### TASK TO COMPLETE
From the line holding "breast in this photo, one per instance." to the final line below, restate each line word for word and add nothing.

### Referring expression pointing data
*** Block opens ***

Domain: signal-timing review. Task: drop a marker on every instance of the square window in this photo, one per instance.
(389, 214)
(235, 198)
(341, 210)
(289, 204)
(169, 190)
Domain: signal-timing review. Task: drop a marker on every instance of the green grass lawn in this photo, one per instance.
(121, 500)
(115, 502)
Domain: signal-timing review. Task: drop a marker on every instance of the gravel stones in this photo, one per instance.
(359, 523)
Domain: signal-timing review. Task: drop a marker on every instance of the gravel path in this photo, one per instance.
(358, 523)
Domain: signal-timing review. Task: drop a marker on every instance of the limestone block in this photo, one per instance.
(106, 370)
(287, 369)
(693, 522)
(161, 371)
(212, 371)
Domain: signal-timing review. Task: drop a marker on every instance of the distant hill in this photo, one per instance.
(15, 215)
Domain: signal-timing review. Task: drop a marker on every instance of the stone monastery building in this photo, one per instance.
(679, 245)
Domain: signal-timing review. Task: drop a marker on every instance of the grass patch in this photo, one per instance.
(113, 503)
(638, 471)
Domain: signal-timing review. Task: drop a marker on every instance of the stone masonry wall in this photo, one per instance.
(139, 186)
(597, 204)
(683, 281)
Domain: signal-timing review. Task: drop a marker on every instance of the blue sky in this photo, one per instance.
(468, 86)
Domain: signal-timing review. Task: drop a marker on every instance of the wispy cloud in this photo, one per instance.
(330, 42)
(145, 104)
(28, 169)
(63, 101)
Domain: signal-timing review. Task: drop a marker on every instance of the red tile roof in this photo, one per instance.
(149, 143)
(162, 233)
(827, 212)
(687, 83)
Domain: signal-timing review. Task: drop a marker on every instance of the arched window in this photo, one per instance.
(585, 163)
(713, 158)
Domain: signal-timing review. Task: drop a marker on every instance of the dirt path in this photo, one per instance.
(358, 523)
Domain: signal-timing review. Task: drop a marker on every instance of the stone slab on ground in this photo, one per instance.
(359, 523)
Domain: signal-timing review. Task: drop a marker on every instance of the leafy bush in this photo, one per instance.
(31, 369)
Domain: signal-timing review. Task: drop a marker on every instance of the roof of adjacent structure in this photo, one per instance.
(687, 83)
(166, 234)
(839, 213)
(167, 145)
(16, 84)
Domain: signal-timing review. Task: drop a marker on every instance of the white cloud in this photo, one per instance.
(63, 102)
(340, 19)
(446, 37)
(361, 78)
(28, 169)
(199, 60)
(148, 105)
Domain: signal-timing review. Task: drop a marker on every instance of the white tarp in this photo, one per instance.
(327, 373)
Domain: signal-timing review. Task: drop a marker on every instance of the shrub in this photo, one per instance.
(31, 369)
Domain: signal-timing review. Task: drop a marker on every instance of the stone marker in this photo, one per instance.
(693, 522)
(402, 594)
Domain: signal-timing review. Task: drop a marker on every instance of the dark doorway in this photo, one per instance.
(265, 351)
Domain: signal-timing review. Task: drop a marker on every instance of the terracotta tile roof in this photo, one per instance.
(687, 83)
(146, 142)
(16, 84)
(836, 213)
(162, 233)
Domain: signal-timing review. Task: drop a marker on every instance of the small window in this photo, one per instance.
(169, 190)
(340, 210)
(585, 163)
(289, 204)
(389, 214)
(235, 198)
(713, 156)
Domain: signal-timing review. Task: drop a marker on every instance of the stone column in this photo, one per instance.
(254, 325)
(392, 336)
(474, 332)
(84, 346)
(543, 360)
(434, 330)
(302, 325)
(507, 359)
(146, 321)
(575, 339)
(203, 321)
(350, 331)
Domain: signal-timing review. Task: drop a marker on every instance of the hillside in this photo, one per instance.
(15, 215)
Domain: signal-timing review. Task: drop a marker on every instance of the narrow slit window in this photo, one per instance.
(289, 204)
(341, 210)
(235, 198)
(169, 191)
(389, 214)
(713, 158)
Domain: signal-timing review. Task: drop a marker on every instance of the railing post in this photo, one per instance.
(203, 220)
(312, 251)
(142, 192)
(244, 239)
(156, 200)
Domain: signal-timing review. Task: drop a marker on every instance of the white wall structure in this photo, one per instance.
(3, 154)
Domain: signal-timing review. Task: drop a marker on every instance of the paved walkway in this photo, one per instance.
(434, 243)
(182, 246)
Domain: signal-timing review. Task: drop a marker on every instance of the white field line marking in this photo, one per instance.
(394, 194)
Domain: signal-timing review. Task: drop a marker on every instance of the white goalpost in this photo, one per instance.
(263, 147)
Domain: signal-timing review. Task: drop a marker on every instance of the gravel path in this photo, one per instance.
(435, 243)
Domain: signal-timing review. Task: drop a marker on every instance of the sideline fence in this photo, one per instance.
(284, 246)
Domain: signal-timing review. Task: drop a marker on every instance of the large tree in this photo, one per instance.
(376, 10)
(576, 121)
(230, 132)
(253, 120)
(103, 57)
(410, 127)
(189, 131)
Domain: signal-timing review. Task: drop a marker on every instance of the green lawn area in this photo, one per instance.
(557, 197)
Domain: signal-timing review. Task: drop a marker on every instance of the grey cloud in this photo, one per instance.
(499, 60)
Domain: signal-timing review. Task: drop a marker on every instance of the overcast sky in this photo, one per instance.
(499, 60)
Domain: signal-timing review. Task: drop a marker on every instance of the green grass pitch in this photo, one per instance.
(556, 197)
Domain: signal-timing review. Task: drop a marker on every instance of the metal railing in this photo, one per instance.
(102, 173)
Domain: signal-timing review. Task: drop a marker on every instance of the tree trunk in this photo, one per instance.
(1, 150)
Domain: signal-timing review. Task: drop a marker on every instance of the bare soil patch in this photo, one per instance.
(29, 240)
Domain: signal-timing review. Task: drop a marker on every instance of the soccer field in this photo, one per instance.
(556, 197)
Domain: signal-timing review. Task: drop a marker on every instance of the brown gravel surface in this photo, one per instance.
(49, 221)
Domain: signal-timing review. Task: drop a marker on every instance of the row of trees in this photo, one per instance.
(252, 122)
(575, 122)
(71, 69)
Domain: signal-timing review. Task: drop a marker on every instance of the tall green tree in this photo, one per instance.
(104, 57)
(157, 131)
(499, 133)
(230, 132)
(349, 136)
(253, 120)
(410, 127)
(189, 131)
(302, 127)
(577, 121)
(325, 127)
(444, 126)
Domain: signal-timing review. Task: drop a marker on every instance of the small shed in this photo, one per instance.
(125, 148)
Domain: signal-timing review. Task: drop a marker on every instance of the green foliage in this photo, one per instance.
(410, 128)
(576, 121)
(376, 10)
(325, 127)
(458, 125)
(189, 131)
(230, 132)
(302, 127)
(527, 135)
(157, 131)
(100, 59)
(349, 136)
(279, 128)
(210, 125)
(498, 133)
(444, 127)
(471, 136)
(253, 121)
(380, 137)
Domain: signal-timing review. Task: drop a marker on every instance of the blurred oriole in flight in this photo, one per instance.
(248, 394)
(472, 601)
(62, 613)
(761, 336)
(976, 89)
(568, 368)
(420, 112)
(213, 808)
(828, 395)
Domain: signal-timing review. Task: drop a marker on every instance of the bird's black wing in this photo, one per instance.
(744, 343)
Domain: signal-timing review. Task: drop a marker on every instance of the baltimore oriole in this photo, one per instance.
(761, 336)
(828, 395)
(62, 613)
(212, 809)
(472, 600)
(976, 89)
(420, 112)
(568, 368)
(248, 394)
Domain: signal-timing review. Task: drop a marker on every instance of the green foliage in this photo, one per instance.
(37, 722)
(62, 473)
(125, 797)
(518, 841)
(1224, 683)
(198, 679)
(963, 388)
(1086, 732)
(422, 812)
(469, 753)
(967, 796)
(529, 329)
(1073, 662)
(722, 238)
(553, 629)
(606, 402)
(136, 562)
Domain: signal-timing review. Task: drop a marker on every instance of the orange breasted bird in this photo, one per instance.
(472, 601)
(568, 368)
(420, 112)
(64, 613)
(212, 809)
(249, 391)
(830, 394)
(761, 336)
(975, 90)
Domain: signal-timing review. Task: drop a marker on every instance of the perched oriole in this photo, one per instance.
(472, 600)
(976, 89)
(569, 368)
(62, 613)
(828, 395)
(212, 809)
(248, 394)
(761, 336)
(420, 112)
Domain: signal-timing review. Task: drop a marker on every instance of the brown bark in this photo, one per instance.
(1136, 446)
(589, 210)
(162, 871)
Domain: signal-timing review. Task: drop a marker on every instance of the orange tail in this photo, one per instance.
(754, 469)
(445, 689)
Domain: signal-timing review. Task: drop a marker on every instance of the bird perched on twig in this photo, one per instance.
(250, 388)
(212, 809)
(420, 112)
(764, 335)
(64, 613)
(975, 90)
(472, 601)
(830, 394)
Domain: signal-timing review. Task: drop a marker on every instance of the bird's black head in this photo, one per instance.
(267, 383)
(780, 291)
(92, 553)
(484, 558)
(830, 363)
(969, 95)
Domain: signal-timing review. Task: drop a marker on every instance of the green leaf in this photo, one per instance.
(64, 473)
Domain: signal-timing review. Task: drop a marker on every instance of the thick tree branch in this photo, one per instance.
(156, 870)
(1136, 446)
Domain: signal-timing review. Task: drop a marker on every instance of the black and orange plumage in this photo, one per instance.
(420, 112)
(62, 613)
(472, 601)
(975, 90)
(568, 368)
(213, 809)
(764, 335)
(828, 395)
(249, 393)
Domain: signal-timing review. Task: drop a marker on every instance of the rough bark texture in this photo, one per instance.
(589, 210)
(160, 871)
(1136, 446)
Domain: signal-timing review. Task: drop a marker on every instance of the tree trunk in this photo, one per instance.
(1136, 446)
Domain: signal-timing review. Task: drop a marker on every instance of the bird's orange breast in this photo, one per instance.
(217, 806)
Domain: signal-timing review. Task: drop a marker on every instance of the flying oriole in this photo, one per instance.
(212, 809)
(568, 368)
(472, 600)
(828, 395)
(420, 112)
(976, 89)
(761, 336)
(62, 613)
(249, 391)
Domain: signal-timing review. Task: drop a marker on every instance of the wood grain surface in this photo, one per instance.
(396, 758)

*** Block closes ***

### TASK RESULT
Domain: signal-timing review. Task: drop a marker on every instance of the bird's orange breast in this photo, one per instance.
(217, 806)
Domain: signal-timing review. Task: drop a marker on every instance of the flying oriole in this photo, one per instance.
(212, 809)
(568, 368)
(472, 600)
(828, 395)
(420, 112)
(976, 89)
(761, 336)
(62, 613)
(249, 391)
Domain: signal-timing review. Task: drop a marker on every instance of the wood grain surface in this photo, one per instance.
(396, 758)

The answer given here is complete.